▶ [EXERCISE DESCRIPTION]: Turn every line of the material below into a numbered list, skipping blank lines and leaving out the pictures.

▶ [MATERIAL FOR THIS EXERCISE]:
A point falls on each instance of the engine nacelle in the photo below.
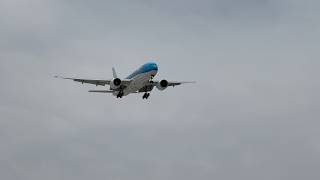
(115, 84)
(162, 85)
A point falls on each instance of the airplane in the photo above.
(140, 81)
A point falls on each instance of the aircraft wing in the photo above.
(96, 82)
(172, 83)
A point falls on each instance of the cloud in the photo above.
(252, 114)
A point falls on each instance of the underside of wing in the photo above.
(101, 91)
(96, 82)
(170, 83)
(176, 83)
(88, 81)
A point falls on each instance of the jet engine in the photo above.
(162, 85)
(115, 83)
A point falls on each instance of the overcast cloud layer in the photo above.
(253, 114)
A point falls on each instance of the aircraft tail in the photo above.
(114, 73)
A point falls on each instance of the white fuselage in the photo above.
(138, 82)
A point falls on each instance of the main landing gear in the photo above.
(146, 96)
(120, 94)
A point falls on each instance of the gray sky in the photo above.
(253, 114)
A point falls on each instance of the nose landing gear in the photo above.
(120, 94)
(146, 96)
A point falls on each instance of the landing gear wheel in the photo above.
(120, 94)
(146, 96)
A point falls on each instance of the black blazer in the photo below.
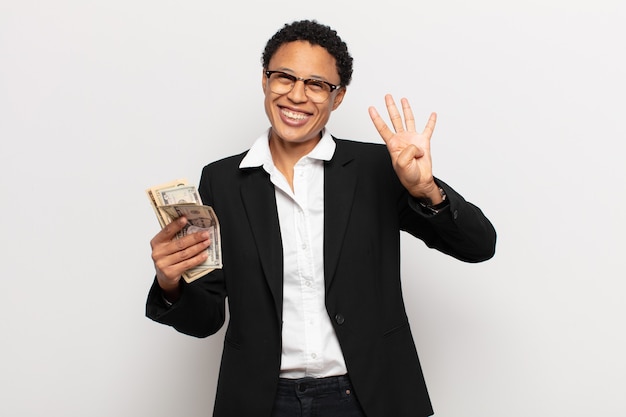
(365, 208)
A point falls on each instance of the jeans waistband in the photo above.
(315, 386)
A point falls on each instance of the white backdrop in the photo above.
(101, 99)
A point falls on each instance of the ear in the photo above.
(339, 97)
(263, 81)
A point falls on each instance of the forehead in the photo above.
(305, 60)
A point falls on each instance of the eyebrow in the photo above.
(312, 76)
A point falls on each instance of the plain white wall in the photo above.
(101, 99)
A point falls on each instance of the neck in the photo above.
(286, 155)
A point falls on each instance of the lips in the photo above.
(293, 116)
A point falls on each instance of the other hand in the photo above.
(172, 256)
(409, 149)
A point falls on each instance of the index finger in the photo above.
(380, 124)
(168, 232)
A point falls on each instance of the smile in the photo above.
(294, 115)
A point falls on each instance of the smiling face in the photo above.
(297, 121)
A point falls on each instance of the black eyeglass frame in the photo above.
(293, 78)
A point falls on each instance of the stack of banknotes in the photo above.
(177, 198)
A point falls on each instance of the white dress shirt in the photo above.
(310, 345)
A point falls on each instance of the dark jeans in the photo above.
(316, 397)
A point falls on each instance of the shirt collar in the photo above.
(260, 155)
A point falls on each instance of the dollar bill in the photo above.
(175, 199)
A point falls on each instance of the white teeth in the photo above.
(294, 115)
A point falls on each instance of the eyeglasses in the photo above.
(317, 91)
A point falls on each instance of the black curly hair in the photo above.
(316, 34)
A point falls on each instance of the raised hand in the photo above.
(409, 150)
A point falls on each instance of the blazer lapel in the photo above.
(340, 178)
(259, 200)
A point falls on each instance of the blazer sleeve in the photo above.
(199, 312)
(460, 229)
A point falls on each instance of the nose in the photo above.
(298, 92)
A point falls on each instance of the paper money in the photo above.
(175, 199)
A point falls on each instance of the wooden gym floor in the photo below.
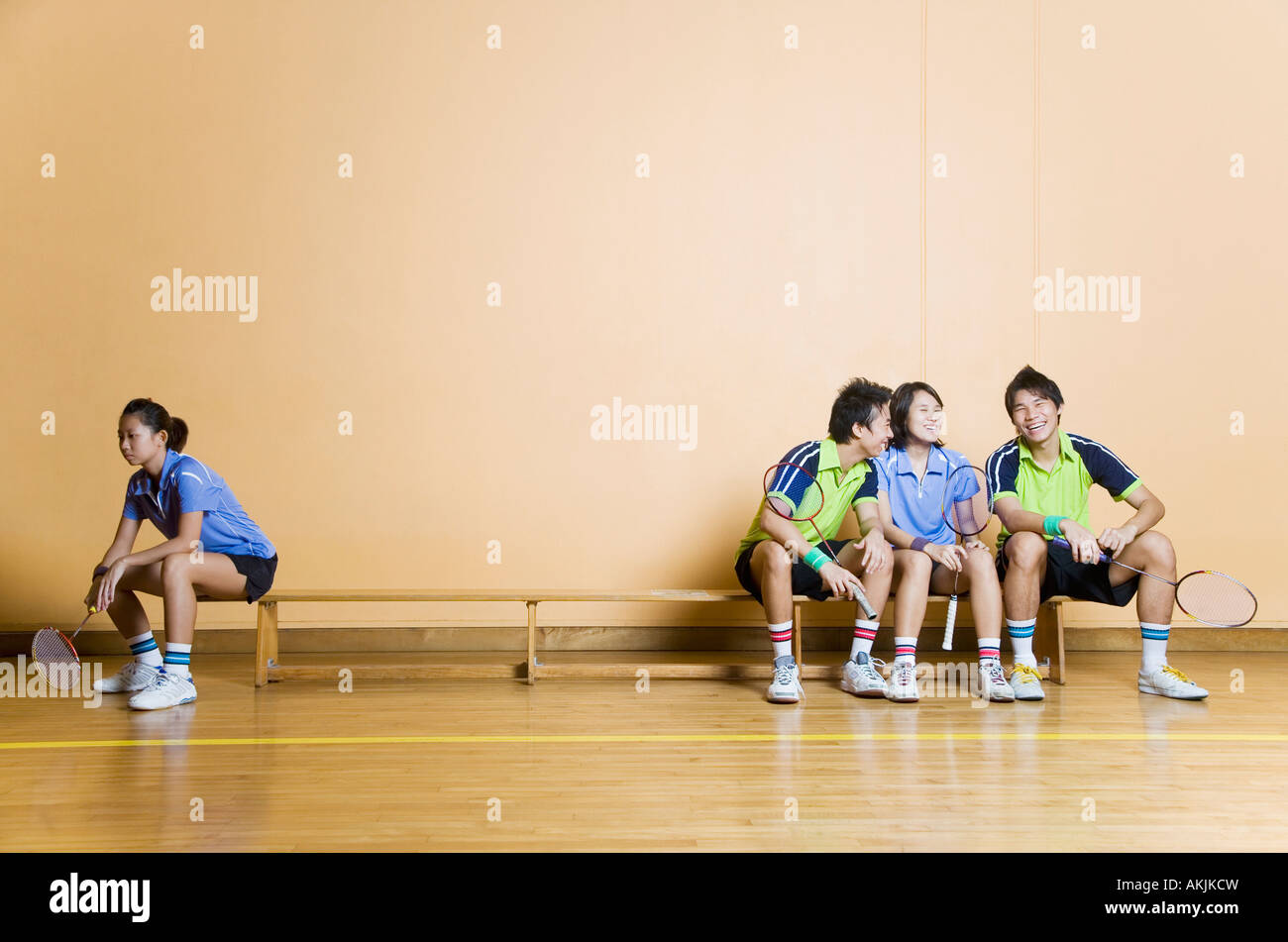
(686, 766)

▶ [SOLUTION]:
1. A point falls on each instance of the engine nacelle in the photo below.
2. (115, 84)
3. (162, 85)
4. A point falls on each instance of the airplane in the photo above.
5. (140, 81)
6. A point falls on each instance of the aircraft wing in the photo above.
7. (96, 82)
8. (172, 83)
9. A point falls on each instance of the cloud in the photo above.
10. (252, 114)
11. A point falls on each instance of the underside of wing in the photo above.
12. (101, 91)
13. (96, 82)
14. (170, 83)
15. (176, 83)
16. (88, 81)
17. A point falls on each instance of the jet engine in the photo above.
18. (162, 85)
19. (115, 83)
20. A point falls on each instance of the overcast cloud layer in the photo above.
21. (253, 114)
22. A point falls on each instance of the aircraft tail in the photo above.
23. (114, 73)
24. A point falls on each instance of the white fuselage in the photo above.
25. (138, 82)
26. A point falls on each instance of the main landing gear in the photo above.
27. (146, 96)
28. (120, 94)
29. A point falls on each instance of the gray sky in the photo above.
30. (253, 114)
31. A point falls on each instance of the nose landing gear in the photo above.
32. (120, 94)
33. (146, 96)
34. A point falls on each instance of the landing gear wheel in the photo above.
35. (120, 94)
36. (146, 96)
37. A point falls on each instance of the black blazer in the photo below.
38. (365, 208)
39. A point falls on each instance of the jeans waistband in the photo above.
40. (315, 386)
41. A point falls on each instance of the white backdrop in the photo above.
42. (101, 99)
43. A point falls on each instance of the ear in the photo above.
44. (339, 97)
45. (263, 81)
46. A point falls on each instance of the forehead in the photo above.
47. (305, 60)
48. A point falls on each instance of the eyebrow in the photo above.
49. (312, 76)
50. A point falls on each instance of the plain white wall in the photo above.
51. (101, 99)
52. A point falls on each instance of the neck in the photo above.
53. (286, 155)
54. A point falls on each instance of the lips in the photo above.
55. (293, 116)
56. A point falls on each instance of the other hand in the photo above.
57. (172, 256)
58. (409, 149)
59. A point falls on each instance of the index finger in the photo above.
60. (380, 124)
61. (168, 232)
62. A point falls on each instance of the smile in the photo above.
63. (294, 115)
64. A point falls on each instance of the smiling face in the photo above.
65. (297, 121)
66. A point falls on each instance of the black eyeglass frame in the photo above.
67. (293, 78)
68. A point falls on each instance of the stack of banknotes in the photo above.
69. (177, 198)
70. A point falls on each instance of the white dress shirt in the photo above.
71. (310, 345)
72. A point falls on each instance of the dark jeans in the photo above.
73. (316, 397)
74. A point falls on each instance of the shirt collar in the photo above.
75. (260, 155)
76. A point falls on each instance of the dollar bill in the photo above.
77. (175, 199)
78. A point falls on each instance of the white teeth in the photo above.
79. (294, 115)
80. A point falls on each instance of the eyeglasses in the photo above.
81. (317, 91)
82. A point falls on each instance of the black curly hair in the photo above.
83. (316, 34)
84. A point falls on each instance of the raised hand in the photo above.
85. (409, 150)
86. A point falls on each instance of the blazer lapel in the photo above.
87. (340, 178)
88. (259, 200)
89. A point falls on each instance of the blazer sleeve in the photo above.
90. (199, 312)
91. (460, 229)
92. A point falls on each instance of the nose in the photo above.
93. (298, 92)
94. A point falls on each instance of the paper money in the photo above.
95. (175, 199)
96. A point falls on each instance of the wooden gym floor in the photo below.
97. (686, 766)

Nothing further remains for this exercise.